> **Work request**
Copy out every line of the data exactly.

(Extracted material)

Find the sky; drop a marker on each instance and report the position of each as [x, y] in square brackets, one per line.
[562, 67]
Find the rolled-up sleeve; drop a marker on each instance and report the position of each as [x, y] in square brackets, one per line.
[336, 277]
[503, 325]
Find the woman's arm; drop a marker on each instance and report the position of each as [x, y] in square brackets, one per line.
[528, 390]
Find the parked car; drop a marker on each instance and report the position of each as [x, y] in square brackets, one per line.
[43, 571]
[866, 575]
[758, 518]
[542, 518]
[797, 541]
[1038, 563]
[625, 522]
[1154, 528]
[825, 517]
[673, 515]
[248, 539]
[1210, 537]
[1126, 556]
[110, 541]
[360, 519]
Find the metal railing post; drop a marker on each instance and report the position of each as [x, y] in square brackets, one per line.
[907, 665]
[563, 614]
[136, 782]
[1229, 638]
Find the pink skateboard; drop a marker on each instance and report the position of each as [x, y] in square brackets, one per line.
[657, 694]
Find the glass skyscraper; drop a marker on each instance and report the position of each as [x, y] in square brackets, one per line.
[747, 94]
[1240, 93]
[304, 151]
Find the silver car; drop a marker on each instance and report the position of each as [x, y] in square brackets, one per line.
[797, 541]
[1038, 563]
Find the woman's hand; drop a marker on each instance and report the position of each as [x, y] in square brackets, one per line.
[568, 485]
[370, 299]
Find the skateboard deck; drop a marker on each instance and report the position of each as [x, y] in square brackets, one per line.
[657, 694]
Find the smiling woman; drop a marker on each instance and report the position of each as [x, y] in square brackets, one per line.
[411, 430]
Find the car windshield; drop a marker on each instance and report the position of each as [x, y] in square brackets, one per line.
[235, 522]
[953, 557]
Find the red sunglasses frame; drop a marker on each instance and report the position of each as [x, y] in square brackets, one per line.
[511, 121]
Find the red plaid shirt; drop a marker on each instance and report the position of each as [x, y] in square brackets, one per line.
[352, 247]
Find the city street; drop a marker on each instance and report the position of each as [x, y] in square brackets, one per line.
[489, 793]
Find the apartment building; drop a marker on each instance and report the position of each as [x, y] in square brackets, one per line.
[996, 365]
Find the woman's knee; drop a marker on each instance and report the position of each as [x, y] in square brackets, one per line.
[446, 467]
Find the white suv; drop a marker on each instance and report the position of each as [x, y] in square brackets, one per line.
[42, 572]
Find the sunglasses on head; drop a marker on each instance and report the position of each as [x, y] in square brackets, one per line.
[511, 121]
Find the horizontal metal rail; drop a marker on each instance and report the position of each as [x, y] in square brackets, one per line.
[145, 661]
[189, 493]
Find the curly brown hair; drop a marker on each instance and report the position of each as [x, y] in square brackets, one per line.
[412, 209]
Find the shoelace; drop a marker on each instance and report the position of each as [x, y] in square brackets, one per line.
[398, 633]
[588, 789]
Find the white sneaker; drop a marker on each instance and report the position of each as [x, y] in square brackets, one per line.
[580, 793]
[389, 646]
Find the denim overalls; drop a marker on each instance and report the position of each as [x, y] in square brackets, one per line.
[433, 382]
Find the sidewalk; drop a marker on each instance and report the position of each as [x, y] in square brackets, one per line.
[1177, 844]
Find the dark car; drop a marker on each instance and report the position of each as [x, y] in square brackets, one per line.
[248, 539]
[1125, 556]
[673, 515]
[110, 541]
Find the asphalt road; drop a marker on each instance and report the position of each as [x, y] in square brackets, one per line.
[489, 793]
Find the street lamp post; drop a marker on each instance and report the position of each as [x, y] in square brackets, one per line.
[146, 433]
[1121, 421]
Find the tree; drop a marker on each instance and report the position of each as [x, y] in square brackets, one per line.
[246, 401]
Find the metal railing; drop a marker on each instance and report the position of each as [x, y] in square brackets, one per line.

(End Extracted material)

> **Task answer**
Find the sky; drop a marker on each instance and report the position of each as [x, y] in square brackets, one per line.
[562, 67]
Find the rolled-up sleeve; drop a marker on each instance and report the position of each as [x, y] in square brackets, one per line.
[336, 277]
[503, 325]
Find the woman's arm; drop a marker on each instance and report the position of each as [x, y] in square brackets, one per line.
[528, 390]
Find the parked car; drop a marker on each instance and report the position of each as [x, y] in square brackets, one per line.
[43, 571]
[866, 575]
[758, 518]
[542, 518]
[797, 541]
[1038, 563]
[625, 522]
[1154, 528]
[825, 517]
[673, 515]
[248, 539]
[1210, 537]
[1126, 556]
[110, 541]
[360, 519]
Find the metal railing post; drop a marker on each instance and report the position of each as [x, y] in square brackets, one per line.
[907, 665]
[563, 614]
[136, 782]
[1229, 638]
Find the pink skateboard; drop a marker on each instance and report the position of each as [x, y] in square brackets, one per line.
[657, 694]
Find the glass skyscraper; drop a marker on each instance and report the position of each as [x, y] in square brackets, one per line.
[747, 94]
[1240, 93]
[304, 151]
Find the silver car; drop a marker on each instance and report the position of each as [x, y] in square brackets, one per line.
[797, 541]
[1038, 563]
Find the woman's hand; drop a marker on each instance and report the position of each as [x, y] in square brackets, one per line.
[568, 485]
[370, 299]
Find the skateboard deck; drop a marker on each instance and report the position of each as [x, y] in square brackets, one per line.
[657, 694]
Find the smiling woman; drop a marker on each instance and report the position of each as [x, y] in square brackets, one per line.
[411, 430]
Find the car windshield; drop a marker on each instance and report the position of each as [x, y] in square brackets, one per line.
[235, 522]
[953, 557]
Find the red sunglasses frame; drop a marker on each instance and report the position of each as [x, y] in square brackets, one per line.
[511, 121]
Find the red plaid shirt; drop a marker on each instance and report the position of each as [x, y] in square brackets, one per line.
[352, 247]
Find the city street; drop a marker on each instance and report the position of each as [x, y] in square brackets, one per line.
[489, 793]
Find the apartment building; drop a marker on each instance and report the position of each as [x, y] in square brackets, one per line.
[996, 365]
Find the woman's knee; drop a marker on each instance and report the position of each as [x, y] in square brackets, one per line.
[446, 467]
Find the white suv; drop a marker on each instance and report the position of each as [x, y] in square brackets, one per line.
[42, 572]
Find the sunglasses on head; drop a marker on each instance and report the position of each as [x, y] in square brackets, one per line.
[511, 121]
Find the horizontal metal rail; drop a marker on each instance and report the position of each as [x, y] in square brackets, one per line.
[145, 661]
[189, 493]
Find the curly brown hair; drop a marker on each instance and report the position of each as [x, y] in square brackets, one per line.
[412, 209]
Find the shoelace; drop a marker on each instance and report the position of each as [x, y] in square brackets, one per line.
[398, 633]
[588, 789]
Find the white sneaker; drop a marker on each instance and report the position of each as [x, y] in square brackets, one per line.
[580, 793]
[389, 646]
Find the denim overalls; drop a marker on each instance and report the position of each as [x, y] in square brackets, one per line.
[433, 382]
Find the sidewalk; drop a marker on each instance and report the position of each as [x, y] in square brackets, one per line.
[1177, 844]
Find the dark car; drop a marker on each instance and report the position of each as [x, y] in square brackets, one per line.
[248, 539]
[1125, 556]
[673, 515]
[110, 541]
Find the asphalt road; drop a marker on each instance and report the position of each as [x, y] in square brackets, one per line.
[489, 793]
Find the street lamp post; drop a marker on each instance and report the position of each as [x, y] in square brackets, one per line.
[146, 433]
[1121, 421]
Find the tree; drop a marker on each instance and report the position of each as [x, y] in square brackets, one per line.
[246, 401]
Find the metal railing; drop a marker on each instance and report the position of each as [x, y] in square brackets, one per line.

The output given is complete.